DOCUMENT EXTRACT:
# Cryptocoryne bullosa - The Giant



## ts168 (Apr 13, 2004)

The giant of the C. bullosa

As you can see from the picture, it is more than 1ft tall.









This giant C. bullosa should be a nice crypt for the background.


----------



## ed seeley (Dec 1, 2006)

WOW!
Do all bullosa grow this big or is this a specific local variant that is this size? Either way, do you know where I can get some!!!!! It'd look great with some large swords in one of my tanks...


----------



## ts168 (Apr 13, 2004)

Should be this variant, i have them for month and they are still big.


----------



## rs79 (Dec 7, 2004)

I need to go to Singapore again that's all there is to it.

Holy crap.

Maybe I should just move there. The numbert of Crypts one finds in the fivers and ponds of Canada is really quite small.


----------



## ts168 (Apr 13, 2004)

Hi rs79, welcome to singapore.


----------



## Kai Witte (Jan 30, 2006)

Hello TS,

Seems like there's the season for collecting in Sarawak... 

Do you possibly have a pic of the habitat? I've seen bullosa of this size before (from well-known locality) but this seems to have grown in less current than most stands.

More and more people seem to have success with cultivating this species. However, I doubt it will ever be a suitable general aquarium plant...


----------



## ts168 (Apr 13, 2004)

Hi Kai, Nope i do not have the habitat picture.


----------

SUPPLIED ENTRIES:
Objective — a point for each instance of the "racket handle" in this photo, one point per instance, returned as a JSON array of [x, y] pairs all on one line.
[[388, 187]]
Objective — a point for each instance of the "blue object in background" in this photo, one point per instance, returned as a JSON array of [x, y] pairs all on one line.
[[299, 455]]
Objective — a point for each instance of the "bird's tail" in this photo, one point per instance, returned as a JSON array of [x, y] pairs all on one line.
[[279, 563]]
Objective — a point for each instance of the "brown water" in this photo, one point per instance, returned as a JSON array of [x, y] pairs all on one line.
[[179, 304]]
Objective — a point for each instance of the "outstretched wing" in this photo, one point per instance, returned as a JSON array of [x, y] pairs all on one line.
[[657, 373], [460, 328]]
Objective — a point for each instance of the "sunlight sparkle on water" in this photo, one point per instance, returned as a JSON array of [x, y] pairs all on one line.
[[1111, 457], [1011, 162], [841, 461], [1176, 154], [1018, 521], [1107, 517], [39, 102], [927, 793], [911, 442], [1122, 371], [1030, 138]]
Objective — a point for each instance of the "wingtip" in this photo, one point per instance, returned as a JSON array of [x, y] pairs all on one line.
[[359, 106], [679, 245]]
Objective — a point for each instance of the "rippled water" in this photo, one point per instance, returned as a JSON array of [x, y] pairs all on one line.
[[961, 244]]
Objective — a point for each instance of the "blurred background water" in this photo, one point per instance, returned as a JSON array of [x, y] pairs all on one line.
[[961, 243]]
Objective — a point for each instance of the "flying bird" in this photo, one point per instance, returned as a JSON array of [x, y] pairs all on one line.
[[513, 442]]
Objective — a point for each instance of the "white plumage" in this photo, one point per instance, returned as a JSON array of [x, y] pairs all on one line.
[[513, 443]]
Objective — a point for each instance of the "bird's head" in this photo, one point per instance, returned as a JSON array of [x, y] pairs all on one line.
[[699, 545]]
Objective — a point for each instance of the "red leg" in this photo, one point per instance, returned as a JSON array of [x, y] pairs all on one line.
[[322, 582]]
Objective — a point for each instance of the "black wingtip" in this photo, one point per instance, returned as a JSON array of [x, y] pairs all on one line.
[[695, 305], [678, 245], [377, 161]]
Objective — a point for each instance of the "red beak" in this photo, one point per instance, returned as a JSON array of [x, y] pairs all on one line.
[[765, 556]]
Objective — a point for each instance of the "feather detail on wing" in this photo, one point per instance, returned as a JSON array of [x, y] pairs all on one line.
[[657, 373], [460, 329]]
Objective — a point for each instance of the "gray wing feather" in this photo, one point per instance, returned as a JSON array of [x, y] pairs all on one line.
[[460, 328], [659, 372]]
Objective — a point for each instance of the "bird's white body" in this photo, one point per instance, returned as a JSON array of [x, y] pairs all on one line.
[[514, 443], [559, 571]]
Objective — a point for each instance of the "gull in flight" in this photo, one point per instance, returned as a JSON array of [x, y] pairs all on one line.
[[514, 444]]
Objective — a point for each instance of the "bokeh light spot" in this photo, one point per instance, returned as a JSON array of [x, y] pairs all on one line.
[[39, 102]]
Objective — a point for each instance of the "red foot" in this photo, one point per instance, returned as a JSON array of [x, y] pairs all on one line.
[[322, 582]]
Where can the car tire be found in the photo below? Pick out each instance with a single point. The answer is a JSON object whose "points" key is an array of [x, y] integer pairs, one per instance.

TO BE DONE: Rewrite the paragraph beginning "Do you possibly have a pic of the habitat?" from the Cryptocoryne bullosa thread more briefly, keeping its main facts.

WORKED SOLUTION: Is there a habitat photo? I've seen bullosa this size from a well-known locality, but this one seems to have grown in weaker current than most stands.